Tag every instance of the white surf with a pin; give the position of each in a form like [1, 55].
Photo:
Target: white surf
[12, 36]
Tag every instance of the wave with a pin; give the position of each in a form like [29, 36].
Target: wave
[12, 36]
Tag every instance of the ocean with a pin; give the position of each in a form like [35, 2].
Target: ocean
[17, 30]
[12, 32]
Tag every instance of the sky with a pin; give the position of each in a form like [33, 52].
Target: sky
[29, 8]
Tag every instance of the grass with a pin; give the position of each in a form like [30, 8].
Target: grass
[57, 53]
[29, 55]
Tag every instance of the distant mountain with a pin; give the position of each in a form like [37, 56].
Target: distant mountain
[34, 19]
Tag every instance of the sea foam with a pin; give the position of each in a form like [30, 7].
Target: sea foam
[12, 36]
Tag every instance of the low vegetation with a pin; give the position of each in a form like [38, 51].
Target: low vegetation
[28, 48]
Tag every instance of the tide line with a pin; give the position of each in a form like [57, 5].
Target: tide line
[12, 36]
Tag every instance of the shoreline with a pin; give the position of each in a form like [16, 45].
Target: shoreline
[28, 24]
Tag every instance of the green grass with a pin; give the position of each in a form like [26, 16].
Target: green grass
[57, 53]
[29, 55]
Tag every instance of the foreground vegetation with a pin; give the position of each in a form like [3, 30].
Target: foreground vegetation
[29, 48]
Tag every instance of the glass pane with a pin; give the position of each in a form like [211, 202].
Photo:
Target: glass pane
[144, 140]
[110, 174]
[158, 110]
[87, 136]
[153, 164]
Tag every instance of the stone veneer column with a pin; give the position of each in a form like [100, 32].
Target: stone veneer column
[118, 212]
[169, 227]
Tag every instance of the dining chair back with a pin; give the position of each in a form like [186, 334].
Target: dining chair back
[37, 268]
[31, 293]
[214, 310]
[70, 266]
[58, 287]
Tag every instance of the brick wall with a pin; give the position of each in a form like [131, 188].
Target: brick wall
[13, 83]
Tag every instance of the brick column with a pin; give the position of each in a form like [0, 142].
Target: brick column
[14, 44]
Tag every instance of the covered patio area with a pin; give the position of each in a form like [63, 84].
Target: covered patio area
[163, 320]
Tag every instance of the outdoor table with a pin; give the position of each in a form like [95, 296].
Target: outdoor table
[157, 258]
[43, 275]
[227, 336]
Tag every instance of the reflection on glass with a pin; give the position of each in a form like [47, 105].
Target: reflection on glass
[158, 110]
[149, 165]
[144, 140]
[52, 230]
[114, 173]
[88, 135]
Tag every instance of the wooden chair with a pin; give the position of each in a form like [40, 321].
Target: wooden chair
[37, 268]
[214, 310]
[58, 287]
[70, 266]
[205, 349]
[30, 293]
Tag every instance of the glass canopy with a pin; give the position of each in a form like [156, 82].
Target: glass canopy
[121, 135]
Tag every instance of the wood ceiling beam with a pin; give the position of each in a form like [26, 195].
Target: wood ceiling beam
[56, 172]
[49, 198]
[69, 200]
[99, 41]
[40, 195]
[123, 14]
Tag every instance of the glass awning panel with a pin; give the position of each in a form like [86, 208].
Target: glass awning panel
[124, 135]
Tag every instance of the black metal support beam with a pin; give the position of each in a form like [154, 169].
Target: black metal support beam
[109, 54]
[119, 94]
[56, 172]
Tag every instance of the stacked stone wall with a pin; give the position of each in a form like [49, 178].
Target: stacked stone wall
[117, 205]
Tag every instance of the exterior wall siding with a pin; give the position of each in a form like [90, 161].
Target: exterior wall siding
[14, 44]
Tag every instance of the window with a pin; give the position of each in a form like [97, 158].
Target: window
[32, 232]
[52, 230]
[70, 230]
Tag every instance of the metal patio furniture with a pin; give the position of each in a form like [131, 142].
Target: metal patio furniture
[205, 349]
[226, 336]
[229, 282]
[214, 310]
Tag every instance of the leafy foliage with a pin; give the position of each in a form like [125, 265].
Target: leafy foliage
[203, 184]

= = =

Please reproduce each record precisely as written.

Tag every instance of the white surf with a pin; give the position of each in a form like [1, 55].
Photo:
Target: white surf
[12, 36]
Tag every instance of the wave with a pin; give the position of each in a form like [29, 36].
Target: wave
[12, 36]
Tag every instance of the ocean with a pin; give the position of each in a form like [35, 2].
Target: ocean
[17, 30]
[12, 32]
Tag every instance of the sky with a pin; give the position of each in a form like [33, 52].
Target: sky
[29, 8]
Tag every instance of the grass with a pin; give the position of each in a form like [30, 8].
Target: grass
[57, 53]
[29, 55]
Tag every instance of the distant mountain with a pin; give the position of each in a form like [37, 56].
Target: distant mountain
[34, 19]
Tag every instance of the sea foam with a pin; give the position of each in a form like [30, 7].
Target: sea foam
[12, 36]
Tag every instance of the low vegetation with a pin; give the position of each in a form like [38, 51].
Target: low vegetation
[28, 48]
Tag every instance of the tide line with a pin; give the position of each in a form like [57, 5].
Target: tide line
[12, 36]
Tag every instance of the shoreline with a pin; give the position of each in a form like [16, 45].
Target: shoreline
[28, 24]
Tag every instance of the green grass with a pin; give the position of each in a form like [26, 16].
Target: green grass
[57, 53]
[29, 55]
Tag every instance of the foreground vegetation with a pin; give the position of each in a form like [3, 30].
Target: foreground vegetation
[29, 48]
Tag every instance of the glass pane with a pin; give the position of each in a form like [211, 202].
Photo:
Target: glass pane
[144, 140]
[110, 174]
[158, 110]
[87, 136]
[153, 164]
Tag every instance of the stone veneer column with a pin; give the position of each in a form like [100, 32].
Target: stone veneer column
[118, 212]
[169, 227]
Tag every instance of the dining chair back with a pin; give the position of each in a form like [186, 334].
Target: dining chair back
[37, 268]
[31, 293]
[214, 310]
[70, 266]
[58, 287]
Tag every instance of the brick wall with a pin; give the position of each in a form like [131, 188].
Target: brick wall
[13, 83]
Tag every instance of the brick column with a pin; give the position of each in a form like [0, 142].
Target: brick column
[14, 44]
Tag every instance of the covered patio area with a pin; give the position of each in a form like [63, 84].
Target: covered patio area
[163, 320]
Tag every instance of the outdoor table with a pin; give the position of each in a form like [95, 296].
Target: outdoor table
[157, 258]
[43, 275]
[227, 336]
Tag every instance of the reflection on glass with a pin; give the position of each in a form like [47, 105].
Target: reflection on glass
[158, 110]
[149, 165]
[144, 140]
[52, 230]
[114, 173]
[88, 135]
Tag every instance of the wooden chair with a pin; give the position of each in a form like [40, 321].
Target: wooden chair
[37, 268]
[214, 310]
[58, 287]
[70, 266]
[205, 349]
[30, 293]
Tag every instance of the glass canopy with a pin; give the position of each in a form like [156, 82].
Target: glass canopy
[121, 135]
Tag every instance of the wood ceiling beam with a pin; give the position of each in a form like [26, 195].
Target: wood ceiling beam
[56, 172]
[49, 198]
[69, 200]
[99, 41]
[40, 195]
[123, 14]
Tag every instance of the glass awning panel with a pin; give the position of each in a form like [86, 208].
Target: glass awning panel
[124, 135]
Tag every instance of the black metal support beam with a pin; give the position of each in a form like [154, 169].
Target: black metal support beam
[109, 54]
[119, 94]
[56, 172]
Tag every instance of the stacked stone wall with a pin; give the position of each in a form like [49, 178].
Target: stacked stone wall
[117, 205]
Tag every instance of the exterior wall siding with a pin; give the position of each in a form like [90, 161].
Target: exterior wall siding
[14, 44]
Tag every instance of the window with a pin; give the position of each in a form like [97, 158].
Target: window
[32, 232]
[52, 230]
[70, 230]
Tag every instance of the metal patio furniture with a pin; give the position of each in a form like [131, 142].
Target: metal patio furniture
[205, 349]
[226, 336]
[229, 282]
[214, 310]
Tag every instance of the leafy foliage with a pin; give the position of each in a form like [125, 265].
Target: leafy foliage
[203, 184]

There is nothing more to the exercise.